What you will do.
a) From the passage on anti-Asian racism, what are the answers to these questions?
(i) Where was the virus first detected?
(ii) Where does Lening Zhang teach?
(iii) What ethnicity did Ho's niece give when asked?
b) Can you sum up the passage on anti-Asian racism in two sentences?
c) Could you retype the passage on anti-Asian racism, beginning at the words "Since then, more" and stopping after "a monolithic group."?

Many Asian Americans blame the rise in racist incidents on former U.S. President Donald Trump’s political rhetoric calling COVID-19 — the illness caused by the coronavirus — the “Chinese virus.” The virus was first detected in China’s central city of Wuhan in late 2019. 

“If there is a social and political climate, such hate crimes are likely to occur,” said Lening Zhang, who teaches sociology and criminal justice at St. Francis University in Pennsylvania. 

Stop AAPI Hate’s Jeung added, “The fear of the economic distress, the frustration over being quarantined for an entire year, all that anger and fear is now being directed towards Asians. People have to find a scapegoat. And last year the administration scapegoated Chinese people.” 

Jeung, a fifth generation Chinese American, said history is repeating itself. “My great-grandparents in the 19th century, they were blamed for the diseases of malaria, cholera and leprosy.”  

Since then, more people from Asia have immigrated to the U.S. for reasons that vary from Vietnamese and Cambodian refugees escaping war and genocide to people from China and Taiwan seeking a higher education and settling in the U.S.  

With the COVID-19 pandemic, Chinese Americans are not the only targets of racist acts, in part because many people in the U.S. see Asians as a monolithic group.  

“My 16-year-old niece was walking down the street recently and a man drove up in a pickup truck and asked her, ‘What is your ethnicity?’ She responded, ‘I’m Vietnamese.’ And when she said that, he mentioned to her that ‘because of you and the virus, it’s ruined my kids’ lives,'” recounted Ho.

Extracted data.

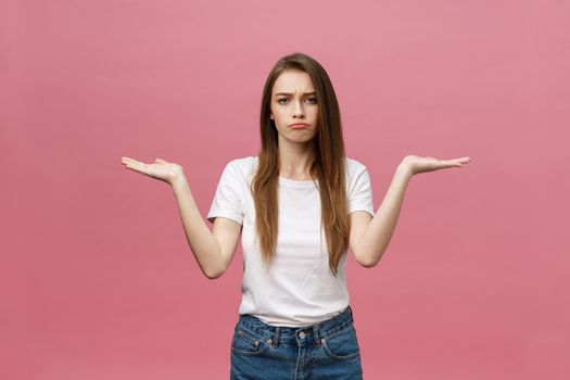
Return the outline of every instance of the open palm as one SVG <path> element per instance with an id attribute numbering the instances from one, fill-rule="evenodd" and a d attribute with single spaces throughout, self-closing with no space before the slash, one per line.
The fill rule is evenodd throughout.
<path id="1" fill-rule="evenodd" d="M 177 178 L 183 176 L 182 166 L 162 159 L 156 159 L 154 164 L 145 164 L 130 157 L 121 157 L 121 163 L 131 170 L 160 179 L 168 185 L 173 185 Z"/>
<path id="2" fill-rule="evenodd" d="M 449 167 L 463 167 L 464 164 L 468 164 L 471 161 L 470 157 L 460 157 L 452 160 L 438 160 L 434 157 L 422 157 L 418 155 L 407 155 L 403 164 L 406 165 L 411 174 L 419 174 L 426 172 L 433 172 L 439 169 L 445 169 Z"/>

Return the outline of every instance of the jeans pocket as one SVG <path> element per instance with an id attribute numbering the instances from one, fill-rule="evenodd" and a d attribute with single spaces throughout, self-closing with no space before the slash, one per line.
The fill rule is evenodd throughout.
<path id="1" fill-rule="evenodd" d="M 356 330 L 353 325 L 321 338 L 320 343 L 327 355 L 337 360 L 352 359 L 360 354 Z"/>
<path id="2" fill-rule="evenodd" d="M 238 325 L 231 340 L 231 352 L 238 355 L 262 355 L 269 344 L 263 337 Z"/>

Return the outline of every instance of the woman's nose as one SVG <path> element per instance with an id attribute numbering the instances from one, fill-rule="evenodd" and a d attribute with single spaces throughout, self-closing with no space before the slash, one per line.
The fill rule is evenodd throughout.
<path id="1" fill-rule="evenodd" d="M 303 116 L 303 105 L 301 104 L 301 102 L 295 102 L 294 115 L 296 117 Z"/>

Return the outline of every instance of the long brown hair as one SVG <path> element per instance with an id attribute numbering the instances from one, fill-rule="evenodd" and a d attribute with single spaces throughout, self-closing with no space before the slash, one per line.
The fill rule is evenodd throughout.
<path id="1" fill-rule="evenodd" d="M 278 185 L 279 151 L 278 132 L 270 119 L 271 90 L 275 81 L 284 71 L 295 69 L 307 73 L 313 80 L 318 104 L 317 135 L 312 143 L 315 160 L 311 176 L 320 193 L 321 229 L 325 227 L 329 267 L 334 276 L 339 262 L 349 246 L 350 219 L 345 188 L 345 155 L 342 137 L 341 115 L 337 94 L 322 66 L 303 53 L 281 58 L 270 71 L 264 86 L 261 112 L 262 148 L 257 172 L 251 190 L 255 203 L 255 228 L 263 262 L 270 265 L 277 246 L 278 235 Z"/>

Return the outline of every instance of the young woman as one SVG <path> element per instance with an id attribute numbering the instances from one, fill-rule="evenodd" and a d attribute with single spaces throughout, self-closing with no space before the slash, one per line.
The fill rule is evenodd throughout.
<path id="1" fill-rule="evenodd" d="M 394 231 L 409 179 L 461 167 L 469 157 L 406 156 L 377 213 L 365 165 L 344 155 L 337 96 L 311 56 L 281 58 L 265 83 L 262 148 L 230 161 L 207 220 L 182 167 L 156 159 L 127 168 L 169 183 L 203 274 L 221 276 L 241 232 L 244 273 L 231 341 L 231 379 L 362 379 L 344 267 L 350 248 L 378 264 Z"/>

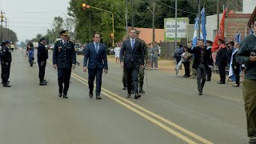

Task-by-task outputs.
a)
(i) In China's central city of Wuhan, in late 2019.
(ii) At St. Francis University in Pennsylvania.
(iii) Vietnamese.

b) Many Asian Americans blame rising racist incidents on former U.S. President Donald Trump calling COVID-19 the "Chinese virus." Stop AAPI Hate's Jeung says pandemic fear and frustration are now being directed at Asians, much as Jeung's great-grandparents were blamed for diseases in the 19th century, and because many in the U.S. see Asians as a monolithic group, Chinese Americans are not the only targets.

c)
Since then, more people from Asia have immigrated to the U.S. for reasons that vary from Vietnamese and Cambodian refugees escaping war and genocide to people from China and Taiwan seeking a higher education and settling in the U.S.  

With the COVID-19 pandemic, Chinese Americans are not the only targets of racist acts, in part because many people in the U.S. see Asians as a monolithic group.